* Set problem *
Quote every entry word for word.
--- Start ---
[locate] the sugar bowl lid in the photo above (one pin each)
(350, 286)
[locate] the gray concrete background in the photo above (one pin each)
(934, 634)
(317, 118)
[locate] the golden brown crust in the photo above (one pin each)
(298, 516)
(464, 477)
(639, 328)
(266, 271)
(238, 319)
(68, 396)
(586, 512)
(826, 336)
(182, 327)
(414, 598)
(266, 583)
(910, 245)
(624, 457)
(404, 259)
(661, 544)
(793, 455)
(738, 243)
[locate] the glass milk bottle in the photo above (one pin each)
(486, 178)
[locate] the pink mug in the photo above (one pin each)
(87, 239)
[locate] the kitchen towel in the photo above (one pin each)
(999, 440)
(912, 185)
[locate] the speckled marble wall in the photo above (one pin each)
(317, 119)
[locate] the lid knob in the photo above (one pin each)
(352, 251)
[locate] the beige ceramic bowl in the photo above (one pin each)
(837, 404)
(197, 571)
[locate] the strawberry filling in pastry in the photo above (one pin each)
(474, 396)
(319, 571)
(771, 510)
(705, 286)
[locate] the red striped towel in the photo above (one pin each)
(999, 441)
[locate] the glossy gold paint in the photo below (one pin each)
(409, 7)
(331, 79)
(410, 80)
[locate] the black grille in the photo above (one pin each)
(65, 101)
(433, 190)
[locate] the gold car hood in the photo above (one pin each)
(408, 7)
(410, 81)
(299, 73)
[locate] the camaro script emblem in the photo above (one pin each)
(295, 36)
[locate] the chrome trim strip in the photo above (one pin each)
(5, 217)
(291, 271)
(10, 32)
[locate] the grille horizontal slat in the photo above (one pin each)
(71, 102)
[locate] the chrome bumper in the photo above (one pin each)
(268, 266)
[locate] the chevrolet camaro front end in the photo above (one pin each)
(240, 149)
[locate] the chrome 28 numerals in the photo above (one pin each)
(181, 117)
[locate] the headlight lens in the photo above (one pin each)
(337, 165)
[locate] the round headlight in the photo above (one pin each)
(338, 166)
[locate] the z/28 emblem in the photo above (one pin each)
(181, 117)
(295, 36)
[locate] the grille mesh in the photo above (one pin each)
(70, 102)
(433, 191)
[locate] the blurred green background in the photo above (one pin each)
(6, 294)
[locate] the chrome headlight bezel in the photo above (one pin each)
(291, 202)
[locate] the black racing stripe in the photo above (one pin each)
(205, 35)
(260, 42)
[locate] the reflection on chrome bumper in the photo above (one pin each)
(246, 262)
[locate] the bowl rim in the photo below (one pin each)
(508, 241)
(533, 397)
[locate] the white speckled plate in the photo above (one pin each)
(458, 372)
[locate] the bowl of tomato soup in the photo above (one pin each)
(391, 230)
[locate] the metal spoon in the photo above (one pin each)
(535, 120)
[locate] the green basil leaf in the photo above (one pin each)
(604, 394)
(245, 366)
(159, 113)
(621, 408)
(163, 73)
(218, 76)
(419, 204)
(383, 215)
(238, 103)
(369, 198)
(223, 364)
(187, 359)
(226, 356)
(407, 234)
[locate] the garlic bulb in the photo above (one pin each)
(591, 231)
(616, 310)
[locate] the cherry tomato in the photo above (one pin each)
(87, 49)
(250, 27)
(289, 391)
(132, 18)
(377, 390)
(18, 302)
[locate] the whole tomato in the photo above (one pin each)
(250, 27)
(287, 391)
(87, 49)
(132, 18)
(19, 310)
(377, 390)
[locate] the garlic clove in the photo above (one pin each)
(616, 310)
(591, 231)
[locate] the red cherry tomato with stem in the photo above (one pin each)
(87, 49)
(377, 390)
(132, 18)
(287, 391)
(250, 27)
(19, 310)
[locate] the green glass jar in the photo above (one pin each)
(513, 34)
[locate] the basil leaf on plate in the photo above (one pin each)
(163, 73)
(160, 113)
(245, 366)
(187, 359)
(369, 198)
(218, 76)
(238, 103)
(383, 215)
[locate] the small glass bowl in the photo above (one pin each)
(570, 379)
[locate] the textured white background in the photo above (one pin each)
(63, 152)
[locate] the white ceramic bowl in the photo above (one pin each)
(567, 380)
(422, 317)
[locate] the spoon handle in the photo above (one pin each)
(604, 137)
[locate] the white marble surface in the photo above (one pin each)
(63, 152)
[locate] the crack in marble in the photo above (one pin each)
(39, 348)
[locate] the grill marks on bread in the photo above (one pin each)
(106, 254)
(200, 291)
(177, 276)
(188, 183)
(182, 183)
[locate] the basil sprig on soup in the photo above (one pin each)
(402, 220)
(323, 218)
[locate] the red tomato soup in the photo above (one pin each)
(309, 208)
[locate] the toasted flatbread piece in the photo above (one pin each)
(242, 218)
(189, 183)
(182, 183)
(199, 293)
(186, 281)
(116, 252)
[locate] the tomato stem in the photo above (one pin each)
--- End ---
* Task result *
[locate] the sugar bowl lid in the photo above (one pin each)
(350, 286)
[locate] the gray concrete background in the photo above (one pin each)
(934, 634)
(317, 118)
[locate] the golden brown crust in the photo above (one pin each)
(298, 516)
(464, 477)
(639, 328)
(266, 271)
(238, 319)
(68, 396)
(586, 512)
(826, 336)
(182, 327)
(414, 598)
(266, 583)
(910, 245)
(624, 457)
(404, 259)
(661, 544)
(793, 455)
(738, 243)
[locate] the glass milk bottle in the photo above (one pin each)
(486, 178)
[locate] the pink mug in the photo above (one pin each)
(87, 239)
[locate] the kitchen towel in the photo above (one pin each)
(999, 440)
(912, 185)
[locate] the speckled marble wall in the photo above (one pin each)
(317, 119)
[locate] the lid knob in the photo above (one pin each)
(352, 251)
[locate] the beige ceramic bowl in the photo above (one pin each)
(837, 404)
(197, 571)
[locate] the strawberry filling in pastry in the photo above (one pin each)
(474, 396)
(319, 571)
(771, 510)
(705, 286)
[locate] the red striped towel in the photo above (one pin each)
(999, 441)
[locate] the glossy gold paint in the photo below (one pin each)
(409, 7)
(331, 79)
(410, 80)
[locate] the black grille in the photo above (one pin each)
(65, 101)
(433, 190)
[locate] the gold car hood in the photo above (one pin each)
(408, 7)
(410, 81)
(299, 73)
[locate] the camaro script emblem in the photo above (one pin each)
(295, 36)
[locate] the chrome trim strip in the photo above (one pin each)
(5, 217)
(291, 271)
(10, 32)
[locate] the grille horizontal slat in the photo above (one pin each)
(71, 102)
[locate] the chrome bumper in the photo above (one pin each)
(268, 266)
[locate] the chevrolet camaro front end in the photo above (one pin each)
(240, 149)
[locate] the chrome 28 numerals in the photo above (one pin each)
(181, 117)
[locate] the headlight lens in the photo above (one pin each)
(337, 165)
[locate] the round headlight in the photo above (one pin each)
(338, 166)
[locate] the z/28 emblem in the photo above (one pin each)
(181, 117)
(295, 36)
[locate] the grille mesh in the photo above (one pin each)
(70, 102)
(433, 191)
[locate] the blurred green background in the photo above (one pin each)
(6, 294)
[locate] the chrome headlight bezel in the photo above (one pin each)
(291, 202)
[locate] the black racing stripe in the photo above (one pin each)
(205, 35)
(260, 42)
[locate] the reflection on chrome bumper in the photo above (one pin each)
(246, 262)
[locate] the bowl rim in the photo below (one pin each)
(508, 241)
(533, 397)
[locate] the white speckled plate in the photo above (one pin each)
(458, 372)
[locate] the bowl of tomato soup in the photo above (one pin each)
(391, 230)
[locate] the metal spoon in the photo above (one pin each)
(535, 120)
[locate] the green basil leaf in the photo above (one pin each)
(604, 394)
(245, 366)
(159, 113)
(621, 408)
(163, 73)
(218, 76)
(419, 204)
(383, 215)
(238, 103)
(369, 198)
(223, 364)
(187, 359)
(226, 356)
(407, 234)
[locate] the garlic bulb in the photo above (one pin each)
(591, 231)
(616, 310)
[locate] the cherry tomato in the photo above (one pin each)
(87, 49)
(250, 27)
(289, 391)
(132, 18)
(377, 390)
(18, 302)
[locate] the whole tomato in the photo above (one pin each)
(250, 27)
(287, 391)
(87, 49)
(132, 18)
(19, 310)
(377, 390)
[locate] the garlic clove in the photo above (one pin each)
(616, 310)
(591, 231)
[locate] the red cherry tomato with stem in the photo above (one pin each)
(87, 49)
(377, 390)
(132, 18)
(287, 391)
(250, 27)
(19, 310)
[locate] the green glass jar in the photo above (one pin each)
(513, 34)
[locate] the basil leaf on plate in the photo above (one pin each)
(163, 73)
(160, 113)
(245, 366)
(187, 359)
(369, 198)
(218, 76)
(238, 103)
(383, 215)
[locate] the small glass bowl in the photo above (one pin each)
(570, 379)
[locate] the textured white background in the photo above (one pin each)
(63, 152)
[locate] the white ceramic bowl in the photo above (one pin each)
(567, 380)
(422, 317)
[locate] the spoon handle in the photo above (one pin each)
(604, 137)
[locate] the white marble surface in the photo above (one pin each)
(63, 152)
[locate] the crack in marble in the photo above (one pin each)
(39, 348)
[locate] the grill marks on bread in the photo above (one pin each)
(106, 254)
(200, 291)
(177, 276)
(188, 183)
(182, 183)
[locate] the basil sprig on soup in the photo above (one pin each)
(402, 220)
(323, 218)
[locate] the red tomato soup in the photo above (one pin each)
(309, 208)
[locate] the toasted flatbread piece in the photo above (one pin each)
(242, 218)
(189, 183)
(182, 183)
(199, 293)
(186, 281)
(116, 252)
[locate] the tomato stem in the photo above (one pin each)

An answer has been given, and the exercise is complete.